JOB — Write out the material again word for word, dropping any images it holds.

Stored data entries
*-*-*

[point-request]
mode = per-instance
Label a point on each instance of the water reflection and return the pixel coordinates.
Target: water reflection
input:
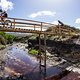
(18, 61)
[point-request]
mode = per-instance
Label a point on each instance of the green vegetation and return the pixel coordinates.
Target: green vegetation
(2, 46)
(33, 52)
(8, 38)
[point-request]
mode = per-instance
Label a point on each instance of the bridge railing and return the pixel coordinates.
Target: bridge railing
(28, 24)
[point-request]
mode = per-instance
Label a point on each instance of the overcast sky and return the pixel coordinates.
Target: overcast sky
(68, 11)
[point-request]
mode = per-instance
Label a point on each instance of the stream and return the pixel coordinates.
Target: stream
(18, 61)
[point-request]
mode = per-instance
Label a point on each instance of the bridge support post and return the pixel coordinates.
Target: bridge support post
(44, 57)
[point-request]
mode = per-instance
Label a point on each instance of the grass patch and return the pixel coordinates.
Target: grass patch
(2, 46)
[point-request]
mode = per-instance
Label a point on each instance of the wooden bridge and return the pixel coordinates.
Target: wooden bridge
(30, 26)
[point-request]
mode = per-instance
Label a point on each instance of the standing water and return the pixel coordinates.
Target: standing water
(18, 61)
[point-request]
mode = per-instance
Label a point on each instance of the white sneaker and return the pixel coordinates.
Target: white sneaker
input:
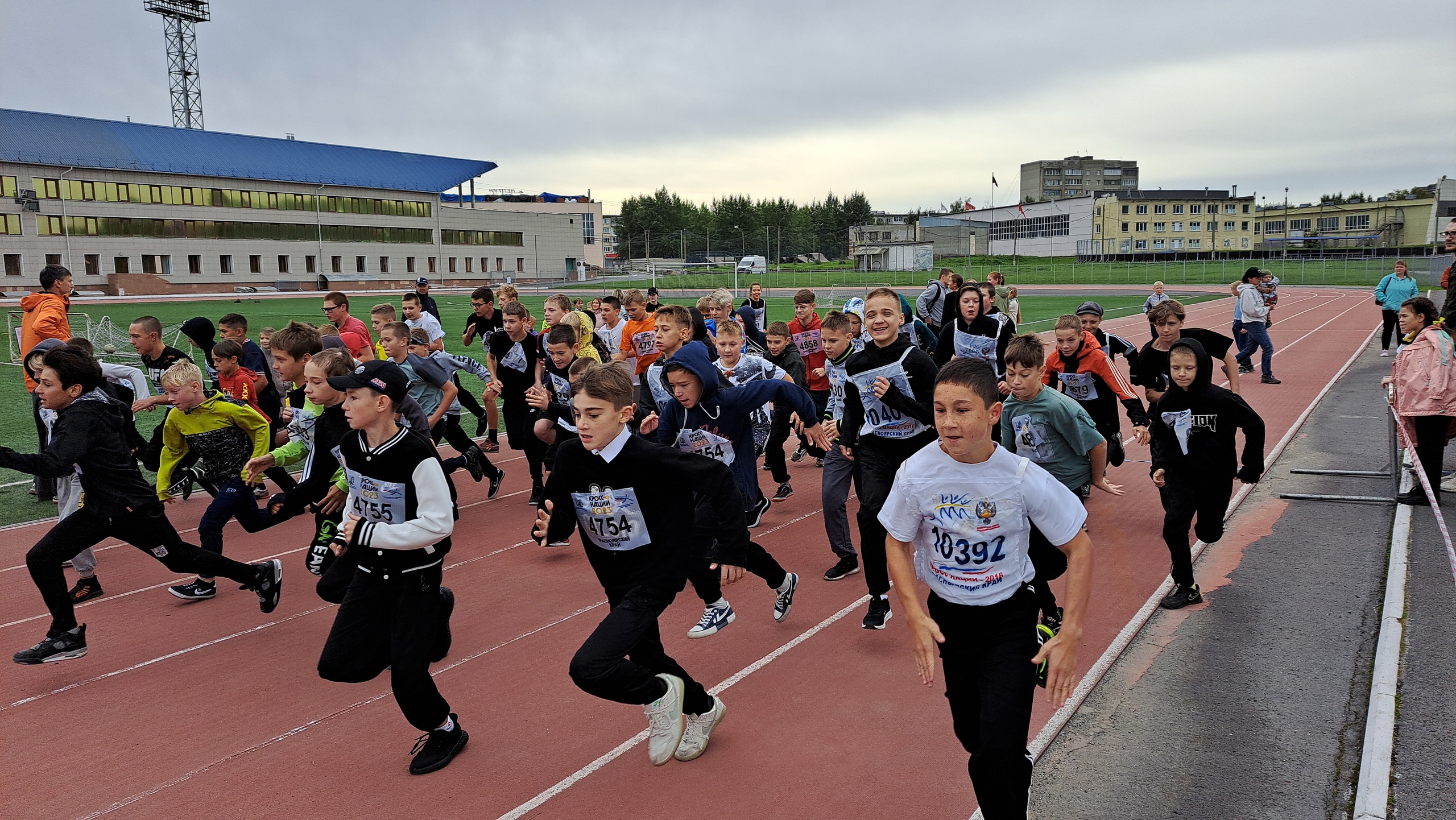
(664, 722)
(695, 738)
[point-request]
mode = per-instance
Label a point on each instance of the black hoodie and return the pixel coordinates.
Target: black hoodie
(1193, 429)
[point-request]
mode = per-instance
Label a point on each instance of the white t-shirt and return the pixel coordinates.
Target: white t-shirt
(430, 324)
(970, 523)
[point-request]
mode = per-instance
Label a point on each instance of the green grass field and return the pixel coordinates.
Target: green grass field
(18, 430)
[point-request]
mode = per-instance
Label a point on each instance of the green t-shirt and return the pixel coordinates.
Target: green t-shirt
(1054, 432)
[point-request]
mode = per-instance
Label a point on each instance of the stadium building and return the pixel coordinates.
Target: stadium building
(137, 209)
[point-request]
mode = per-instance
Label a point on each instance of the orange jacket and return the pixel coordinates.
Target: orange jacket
(44, 320)
(1091, 360)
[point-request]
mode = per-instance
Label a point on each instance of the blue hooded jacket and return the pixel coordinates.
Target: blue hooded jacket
(727, 411)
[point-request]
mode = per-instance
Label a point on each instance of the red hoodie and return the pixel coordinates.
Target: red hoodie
(812, 349)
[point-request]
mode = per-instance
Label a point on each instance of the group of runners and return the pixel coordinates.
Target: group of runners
(973, 452)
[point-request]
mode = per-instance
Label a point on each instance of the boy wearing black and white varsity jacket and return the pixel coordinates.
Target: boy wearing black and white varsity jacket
(396, 532)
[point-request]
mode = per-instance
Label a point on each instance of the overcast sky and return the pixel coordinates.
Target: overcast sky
(915, 104)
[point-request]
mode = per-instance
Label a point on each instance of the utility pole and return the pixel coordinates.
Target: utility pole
(180, 21)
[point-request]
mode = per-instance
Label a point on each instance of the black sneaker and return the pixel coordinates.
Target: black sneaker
(56, 647)
(437, 748)
(756, 515)
(848, 566)
(1181, 598)
(197, 590)
(268, 585)
(472, 463)
(878, 614)
(443, 643)
(86, 589)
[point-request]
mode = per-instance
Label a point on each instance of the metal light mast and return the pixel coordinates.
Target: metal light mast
(180, 21)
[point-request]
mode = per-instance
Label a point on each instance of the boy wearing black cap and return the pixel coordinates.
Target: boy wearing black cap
(396, 529)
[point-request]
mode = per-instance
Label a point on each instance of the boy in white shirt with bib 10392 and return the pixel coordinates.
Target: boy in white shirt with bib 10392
(960, 516)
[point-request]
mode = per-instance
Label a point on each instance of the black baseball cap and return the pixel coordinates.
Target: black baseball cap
(382, 376)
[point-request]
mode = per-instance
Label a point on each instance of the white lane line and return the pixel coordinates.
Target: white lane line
(311, 724)
(630, 743)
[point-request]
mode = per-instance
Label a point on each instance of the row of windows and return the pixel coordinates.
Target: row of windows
(282, 264)
(216, 229)
(482, 238)
(217, 197)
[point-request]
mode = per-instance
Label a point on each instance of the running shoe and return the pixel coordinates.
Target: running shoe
(698, 728)
(1181, 598)
(848, 566)
(878, 614)
(197, 590)
(446, 611)
(56, 647)
(437, 748)
(664, 722)
(713, 621)
(86, 589)
(785, 600)
(472, 463)
(756, 515)
(268, 585)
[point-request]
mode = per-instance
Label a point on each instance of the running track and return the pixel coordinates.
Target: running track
(213, 707)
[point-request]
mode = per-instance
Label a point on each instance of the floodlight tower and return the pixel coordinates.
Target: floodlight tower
(180, 21)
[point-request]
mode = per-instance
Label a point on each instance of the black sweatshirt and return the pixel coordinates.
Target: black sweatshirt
(921, 370)
(91, 433)
(1194, 429)
(663, 479)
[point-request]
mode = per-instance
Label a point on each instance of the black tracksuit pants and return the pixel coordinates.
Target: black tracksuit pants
(1186, 497)
(623, 655)
(989, 681)
(146, 529)
(389, 619)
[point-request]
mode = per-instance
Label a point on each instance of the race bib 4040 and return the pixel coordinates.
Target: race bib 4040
(610, 517)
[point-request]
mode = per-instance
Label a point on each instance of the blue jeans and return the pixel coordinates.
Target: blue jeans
(235, 500)
(1257, 336)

*-*-*

SOLUTION BELOW —
[point-request]
mode = per-instance
Label a point on each instance of the water reflection and return the pixel coordinates.
Target: water reflection
input:
(18, 61)
[point-request]
mode = per-instance
Label a point on each instance of the green vegetation and return the pixel coordinates.
Target: green vegetation
(2, 46)
(33, 52)
(8, 38)
[point-request]
mode = per-instance
Label a point on each instance of the bridge railing and return the pixel coordinates.
Target: bridge railing
(28, 24)
[point-request]
mode = per-instance
Label a point on each instance of the overcast sky and return the pixel coordinates.
Target: overcast sky
(68, 11)
[point-request]
mode = per-instance
Label a point on each instance of the stream and return the pixel coordinates.
Target: stream
(18, 61)
[point-request]
mode = per-instance
Label a point on each instance of the bridge support post and return the pixel coordinates.
Target: bridge support post
(44, 57)
[point-request]
mode = per-instance
Label a point on each instance of the grass patch and return the pixel coordinates.
Target: grass patch
(2, 46)
[point-request]
mode = per-instance
Label a point on each instance of the wooden bridge and return the pixel coordinates.
Target: wooden bridge
(30, 26)
[point-request]
mode = per-instance
Label a point on each instance of the standing water and return the pixel coordinates.
Target: standing water
(18, 61)
[point-request]
mode = per-instance
Label a point on each instance of the white sneaker and return the pixel coordinates.
Target: white sneaker
input:
(664, 722)
(695, 738)
[point-request]
mode = per-instance
Label a point on each instance of the black hoodie and return the pixel coordinates.
Target: black hoodie
(1193, 429)
[point-request]
mode = per-instance
Label a point on each instance of the white t-shirt and return the pixel coordinates.
Target: white t-shirt
(430, 324)
(970, 523)
[point-request]
mode = per-instance
Label a point on each instance of the green grass field and return the pixel coordinates.
Target: green grass field
(18, 430)
[point-request]
mode = per-instance
Label a point on each instance of the green t-shirt and return the pixel coordinates.
Target: green t-shirt
(1054, 432)
[point-request]
mode = per-instance
Label a point on each instance of the stadium building and return the pixel coordinates.
Target: stadium building
(137, 209)
[point-request]
mode = per-instance
Label a point on each instance of the orange jacket and return the pixel coordinates.
Target: orange jacket
(44, 320)
(1091, 360)
[point-request]
mode = per-instance
Label a point on each instance of the blue hooded jacket and return the pixel coordinates.
Target: blue hooded jacket
(727, 411)
[point-request]
mode = per-instance
Label a point on each instance of the red hoodie and return the pixel coordinates.
Target: red hoodie
(812, 349)
[point-request]
mode = per-instance
Label a point on each instance of the group of runners and return the pixel coordinates.
Target: group of runners
(973, 452)
[point-request]
mode = per-instance
Label a point on each instance of the boy wearing black and white varsity jacket and return the pixel coordinates.
Target: boy wearing black and white varsity jacket
(396, 532)
[point-request]
mode = per-instance
Label a point on each instance of the overcast sky and return the pixel coordinates.
Target: overcast sky
(915, 104)
[point-request]
mode = per-instance
Label a point on each instance of the utility pole and return the pixel coordinates.
Target: utility pole
(180, 21)
[point-request]
mode = per-instance
Label a point on each instance of the black sneaker and return the pixel coordinates.
Target: black sneaker
(56, 647)
(437, 748)
(756, 515)
(848, 566)
(1181, 598)
(197, 590)
(268, 585)
(472, 463)
(878, 614)
(443, 643)
(86, 589)
[point-request]
mode = per-instance
Label a point on each instance of the metal light mast and return the pixel coordinates.
Target: metal light mast
(180, 21)
[point-request]
mode = per-instance
Label a point on each instance of the boy wearing black cap and return the pixel coordinates.
Target: boy wearing black cap
(396, 529)
[point-request]
mode = per-instance
Label a point on each instance of the boy in white shirt with bib 10392 and return the pixel coordinates.
Target: boy in white shirt with bib 10392
(960, 516)
[point-request]
mode = per-instance
Label a point on each instance of the black baseball cap and return the pixel coordinates.
Target: black baseball cap
(382, 376)
[point-request]
mode = per-instance
Label a point on each instance of the white lane line and return the pixel coordinates.
Target: white lane line
(311, 724)
(630, 743)
[point-request]
mode = per-instance
Label a point on each instance of the row of windows and return the pixel coordinates.
Target: row of windows
(282, 264)
(216, 229)
(482, 238)
(217, 197)
[point-request]
mode = per-instance
Label a point on each instance of the running shoe and return the pixel coordinates.
Target: running shoe
(698, 728)
(1181, 598)
(848, 566)
(878, 614)
(197, 590)
(446, 611)
(56, 647)
(437, 748)
(664, 722)
(713, 621)
(86, 589)
(785, 600)
(472, 463)
(756, 515)
(268, 585)
[point-request]
mode = per-instance
Label a point on each instance of the running track and return the pixel coordinates.
Target: running track
(213, 707)
[point-request]
mode = per-instance
Label a point on each instance of the floodlight tower and return the pixel coordinates.
Target: floodlight tower
(180, 21)
[point-request]
mode = per-instance
Label a point on each instance of the black sweatshirt and return the pixel coordinates.
Target: black sweatshirt
(921, 370)
(91, 433)
(1194, 429)
(663, 479)
[point-request]
mode = per-instance
Label a point on each instance of the black tracksuit pants and return the pixel coordinates.
Target: black tracksuit pants
(1186, 497)
(623, 655)
(989, 681)
(146, 529)
(389, 619)
[point-request]
mode = per-instance
Label a point on each instance of the race bib 4040 and return the pixel coordinates.
Target: race bib 4040
(610, 517)
[point-request]
mode = per-instance
Label a point on each instance of the blue jeans and return the pixel coordinates.
Target: blue jeans
(235, 500)
(1257, 336)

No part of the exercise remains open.